Днем «доктор Джекиль» вместе с еще двумя сотнями студентов-медиков прилежно овладевал азами акушерской профессии. Слушал лекции по анатомии в анатомическом театре больницы и лекции по гинекологии (одну из них, вспоминает Моэм в «Записных книжках», остроумец-профессор начал так: «Господа, женщина есть животное, которое мочится раз в день, испражняется раз в неделю, менструирует раз в месяц, дает приплод раз в год и совокупляется при любой возможности»[25]. Моэм препарировал трупы — и однажды заразился даже септическим тонзиллитом. Присутствовал в качестве ассистента на операциях, перевязывал раны, извлекал швы. Штудировал «Кости» Уорда и «Азы анатомии» Эллиса. Смотрел больных в поликлиническом отделении и во время ночных дежурств в приемном покое. Ходил по кривым улочкам Южного Лондона, неподалеку от больницы Святого Фомы, помахивая черным врачебным саквояжем, который «служил ему пропуском в самых зловещих переулках и вонючих тупиках, куда в одиночку боялись заглядывать даже полицейские». Принимал роды («Я стал квалифицированной повивальной бабкой», — шутил он впоследствии) у живущих в трущобах Ламбета многодетных рожениц, извлекая на свет божий, порой по трое в день, не нужных своим родителям младенцев. На счету юного акушера было в общей сложности шестьдесят три новорожденных. «Он принял у одной женщины двойню, — читаем в „Бремени страстей человеческих“, — и, когда ей об этом сказали, она разразилась истошным, надрывным плачем. „Бог милостив, может и приберет их к себе“, — успокоила ее сердобольная акушерка»[26].

(Сохраненные записи данных)
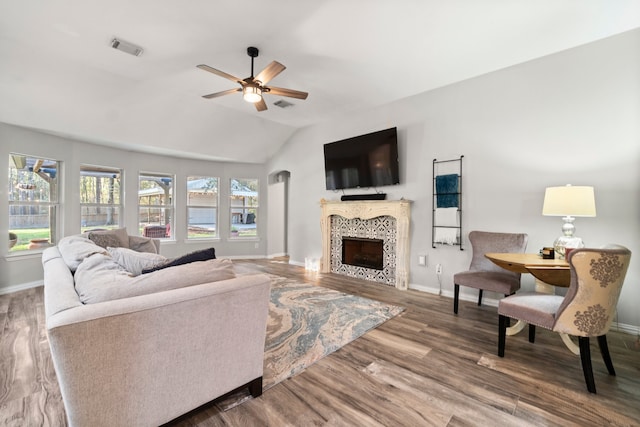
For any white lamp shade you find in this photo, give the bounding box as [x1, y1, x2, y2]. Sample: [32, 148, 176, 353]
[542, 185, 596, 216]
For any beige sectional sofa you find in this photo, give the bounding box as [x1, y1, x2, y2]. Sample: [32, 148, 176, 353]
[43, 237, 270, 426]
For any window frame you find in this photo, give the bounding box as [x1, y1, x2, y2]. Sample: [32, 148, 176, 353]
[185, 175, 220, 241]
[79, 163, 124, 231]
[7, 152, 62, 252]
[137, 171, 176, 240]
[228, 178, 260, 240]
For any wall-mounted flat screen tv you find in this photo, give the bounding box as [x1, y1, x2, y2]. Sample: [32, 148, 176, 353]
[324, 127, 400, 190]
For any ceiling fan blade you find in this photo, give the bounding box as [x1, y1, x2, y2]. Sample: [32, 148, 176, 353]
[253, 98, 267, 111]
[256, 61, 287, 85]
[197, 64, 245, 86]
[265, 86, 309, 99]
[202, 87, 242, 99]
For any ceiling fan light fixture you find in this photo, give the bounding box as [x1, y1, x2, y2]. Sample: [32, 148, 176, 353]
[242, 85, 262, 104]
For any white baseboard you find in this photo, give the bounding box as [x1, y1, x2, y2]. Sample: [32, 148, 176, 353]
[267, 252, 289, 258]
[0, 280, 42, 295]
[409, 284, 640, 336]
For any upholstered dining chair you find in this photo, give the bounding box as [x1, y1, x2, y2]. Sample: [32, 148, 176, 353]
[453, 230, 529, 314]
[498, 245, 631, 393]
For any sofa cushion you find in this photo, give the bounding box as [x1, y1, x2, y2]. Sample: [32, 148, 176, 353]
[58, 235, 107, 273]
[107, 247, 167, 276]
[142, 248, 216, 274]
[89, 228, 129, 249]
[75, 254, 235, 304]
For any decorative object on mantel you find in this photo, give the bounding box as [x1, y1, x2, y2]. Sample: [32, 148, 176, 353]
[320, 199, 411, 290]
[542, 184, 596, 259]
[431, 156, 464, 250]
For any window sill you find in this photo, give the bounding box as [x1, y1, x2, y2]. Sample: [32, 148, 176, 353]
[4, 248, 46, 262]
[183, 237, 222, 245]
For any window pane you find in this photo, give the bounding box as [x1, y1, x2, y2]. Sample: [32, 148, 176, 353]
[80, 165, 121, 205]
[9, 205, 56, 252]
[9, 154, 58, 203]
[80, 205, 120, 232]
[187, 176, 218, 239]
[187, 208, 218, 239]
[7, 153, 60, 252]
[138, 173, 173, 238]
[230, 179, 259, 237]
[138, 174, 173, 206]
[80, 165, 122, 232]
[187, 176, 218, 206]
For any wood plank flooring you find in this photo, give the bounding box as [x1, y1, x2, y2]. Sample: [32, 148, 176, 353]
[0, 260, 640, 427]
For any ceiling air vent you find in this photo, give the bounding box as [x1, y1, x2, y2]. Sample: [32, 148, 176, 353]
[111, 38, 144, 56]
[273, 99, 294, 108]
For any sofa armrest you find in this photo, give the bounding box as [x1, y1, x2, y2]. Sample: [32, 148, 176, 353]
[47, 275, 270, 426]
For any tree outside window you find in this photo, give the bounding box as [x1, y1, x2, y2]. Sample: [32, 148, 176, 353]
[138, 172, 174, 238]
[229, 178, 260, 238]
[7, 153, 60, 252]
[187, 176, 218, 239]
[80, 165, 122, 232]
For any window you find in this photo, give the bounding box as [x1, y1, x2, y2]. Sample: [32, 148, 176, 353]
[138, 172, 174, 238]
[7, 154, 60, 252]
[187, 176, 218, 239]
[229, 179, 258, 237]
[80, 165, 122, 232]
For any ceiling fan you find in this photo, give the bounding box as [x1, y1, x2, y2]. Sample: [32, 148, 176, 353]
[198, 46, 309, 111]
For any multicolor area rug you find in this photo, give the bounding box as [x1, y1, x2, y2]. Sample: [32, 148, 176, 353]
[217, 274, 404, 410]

Работа с текстом =
1 – Перечислите все книги, названия которых приведены в исходном тексте о медицинской учебе Моэма.
2 – Напишите продолжение исходного текста о медицинской учебе Моэма, начиная сразу после его последнего предложения.

Ваши ответы =
1 – «Записные книжки», «Кости» Уорда, «Азы анатомии» Эллиса, «Бремя страстей человеческих».

2 –
А вечера «мистер Хайд», если только он не ходил на галерку театра Шафтсбери на «Красотку из Нью-Йорка», коротал в двух снятых за фунт стерлингов в неделю комнатках на первом этаже дома по адресу Винсент-сквер, 11, Вестминстер. Обстановка спальни, где он обыкновенно работал, была более чем скромной, чтобы не сказать убогой: узкая железная кровать, комод, умывальник, на стене цветные репродукции картин Перуджино, Ван Дейка, Хоббемы, вырезанные из «Иллюстрейтед Лондон ньюс». В гостиной бросались в глаза разве что когда-то висевший на стене в родительской квартире мавританский ковер над каминной полкой да саржевые занавески ядовито-зеленого цвета. Вернувшись из больницы в начале седьмого, «мистер Хайд» просматривал газету «Стар», которую покупал на углу у Ламбетского моста, и, наскоро пообедав, немедля принимался за работу. До поздней ночи что-то записывал в блокноте и листал свои записные книжки, которых с каждым днем становилось все больше от заносимых в них заметок, зарисовок, очерков, наблюдений, диалогов (из них потом рождались его первые одноактные пьесы), речевых характеристик коллег, знакомых, жителей Ламбета.
Занимался в эти годы Моэм и «копированием» — и об этом тоже свидетельствуют его записные книжки. Подобно начинающим художникам, копирующим картины старых мастеров, юный Моэм копировал классиков английской литературы, переписывал в свои блокноты целые страницы из Филдинга, Диккенса, Хэзлитта, Дефо, Ньюмена, Троллопа; занимался этой скучной, но чрезвычайно полезной работой регулярно и потом, когда стал известен, не уставал повторять, что это унылое переписывание дало ему очень много.
Записные книжки Моэма тех лет полнятся примерами яркой, сочной, малограмотной речи обитателей ламбетских трущоб. В том числе и искрометными репликами не больно-то образованной, но очень неглупой и наблюдательной миссис Формен, его квартирной хозяйки. Когда кто-то употреблял длинное, непонятное слово, она говорила: «Экое благородное словцо! Того и гляди челюсть сломаешь, пока вымолвишь»[27]. Чтобы подбодрить хандрившего постояльца, она могла сказать: «Ничего, в конце концов, все обойдется. Как рак на горе свистнет, так все и наладится». При виде пьяного она изрекала: «Вот ведь назюзюкался, смотреть страшно; теперь, пожалуй, и домой отползет…» Всякий раз, когда камин «не хотел» разгораться, она учила Моэма: «Как уйду, проси огонь гореть шибче, понял? Только не смотри на него. Вот увидишь, он славно разгорится, если на него не смотреть».